> Goal of the exercise:
In this exercise, restate the listing word for word.

> Data:

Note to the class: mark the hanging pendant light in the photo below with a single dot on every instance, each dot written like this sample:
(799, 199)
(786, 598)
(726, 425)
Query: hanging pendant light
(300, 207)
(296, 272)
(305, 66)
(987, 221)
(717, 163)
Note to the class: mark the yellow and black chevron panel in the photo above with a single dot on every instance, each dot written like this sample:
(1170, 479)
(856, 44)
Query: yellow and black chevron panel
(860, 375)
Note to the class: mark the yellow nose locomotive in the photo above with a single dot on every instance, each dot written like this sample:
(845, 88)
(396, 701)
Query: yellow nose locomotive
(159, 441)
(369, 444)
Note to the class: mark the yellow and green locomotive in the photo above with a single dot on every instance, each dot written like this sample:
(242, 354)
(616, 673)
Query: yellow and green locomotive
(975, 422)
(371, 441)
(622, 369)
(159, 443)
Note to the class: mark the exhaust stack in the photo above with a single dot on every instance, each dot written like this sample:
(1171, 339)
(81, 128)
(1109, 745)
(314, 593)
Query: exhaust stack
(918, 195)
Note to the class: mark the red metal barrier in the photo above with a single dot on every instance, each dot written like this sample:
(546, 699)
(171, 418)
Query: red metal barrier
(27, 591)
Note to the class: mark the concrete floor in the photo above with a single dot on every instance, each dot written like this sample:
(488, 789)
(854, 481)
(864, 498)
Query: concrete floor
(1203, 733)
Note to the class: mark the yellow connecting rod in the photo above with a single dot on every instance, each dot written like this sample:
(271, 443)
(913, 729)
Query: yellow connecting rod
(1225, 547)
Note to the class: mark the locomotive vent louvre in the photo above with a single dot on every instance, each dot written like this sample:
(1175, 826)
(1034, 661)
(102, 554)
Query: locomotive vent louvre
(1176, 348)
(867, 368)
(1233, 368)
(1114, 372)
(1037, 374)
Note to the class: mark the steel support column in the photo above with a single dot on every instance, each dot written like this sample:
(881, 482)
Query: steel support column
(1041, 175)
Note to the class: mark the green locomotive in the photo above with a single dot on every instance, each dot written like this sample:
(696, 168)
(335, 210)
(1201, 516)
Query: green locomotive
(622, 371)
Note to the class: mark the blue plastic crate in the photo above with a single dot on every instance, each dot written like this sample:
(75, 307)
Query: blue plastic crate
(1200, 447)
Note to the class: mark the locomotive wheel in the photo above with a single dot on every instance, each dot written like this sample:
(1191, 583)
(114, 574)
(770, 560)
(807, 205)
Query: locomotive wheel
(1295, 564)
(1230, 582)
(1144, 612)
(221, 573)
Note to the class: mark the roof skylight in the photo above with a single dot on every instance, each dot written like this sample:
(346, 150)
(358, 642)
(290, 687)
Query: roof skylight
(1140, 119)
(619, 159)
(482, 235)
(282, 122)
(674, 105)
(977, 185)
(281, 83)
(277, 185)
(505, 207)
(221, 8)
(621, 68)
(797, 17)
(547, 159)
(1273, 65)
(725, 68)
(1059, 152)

> Output of the exercise:
Note to the class: mark the hanging pendant light in the photo below with a single dot on every instance, each dot written like this sample:
(799, 199)
(786, 598)
(726, 425)
Query: hanging pendant light
(300, 207)
(296, 272)
(305, 66)
(987, 221)
(717, 163)
Note to the class: mark the yellow and black chevron panel in the photo above with a single dot on every instance, each dot written like this sample:
(1170, 479)
(856, 44)
Query: yellow and black chevron panel
(860, 375)
Note to the class: mark the yellow nose locomotive in the photo above with a single dot on every instance, each dot written like this sample:
(845, 88)
(396, 701)
Query: yellow nose locomotive
(159, 441)
(369, 444)
Note to the class: mark the yellow and green locomotive in the photo above with a single dot on every instance, each dot written like this sample:
(242, 354)
(616, 673)
Query: yellow and green locomotive
(975, 422)
(371, 441)
(622, 369)
(159, 443)
Note to the class: mark the exhaust stack in the photo above with a single dot on every instance, each dot written like this sample:
(1171, 339)
(81, 128)
(1109, 745)
(314, 593)
Query: exhaust stack
(918, 195)
Note to the class: mark the red metal barrier in the photo above with a single dot on every instance, each dot written like this sample:
(546, 699)
(171, 418)
Query: red metal barrier
(27, 591)
Note to the class: mark the concrete floor in the photo above with a single dot on every instance, each dot written like this sample:
(488, 789)
(854, 481)
(864, 498)
Query: concrete floor
(1203, 733)
Note to the class: mark the yellow connecting rod in the photo above with a single dot on every instance, each dot written like this sample:
(271, 443)
(913, 729)
Query: yellow connecting rod
(1225, 547)
Note to the class: mark the locomotive vent louvre in the photo above with a single dot on every instance, each dot written like this sample:
(1175, 826)
(1034, 661)
(102, 554)
Query: locomotive vent louvre
(1176, 348)
(867, 368)
(1233, 368)
(1114, 372)
(1037, 374)
Note to the class: mark the steel support column in the photo above with a single dot on every instance, each dot written like this sample:
(881, 482)
Query: steel support column
(1041, 175)
Note to the class: mark the green locomotive in the photo above with a single dot on every instance, each dot written like this sample:
(696, 168)
(335, 210)
(1201, 516)
Query: green locomotive
(622, 371)
Note to the class: mark the blue plastic crate in the photo above with a single dot on every instance, each dot written like this sample:
(75, 307)
Query: blue plastic crate
(1200, 447)
Note to the class: mark the locomotive wheel in the photo above with a single dot on every instance, each dot written like this sample:
(1191, 583)
(114, 574)
(770, 560)
(807, 205)
Query: locomotive wheel
(1295, 564)
(1230, 582)
(1144, 612)
(221, 573)
Note to the class: mark the roof skylight in the photo above with a single dot on every instance, each dot written like this sample:
(346, 150)
(358, 642)
(290, 687)
Query: roof skylight
(1140, 119)
(619, 159)
(482, 235)
(282, 122)
(674, 105)
(977, 185)
(281, 83)
(277, 185)
(505, 207)
(221, 8)
(621, 68)
(797, 17)
(547, 159)
(1273, 65)
(725, 68)
(1059, 152)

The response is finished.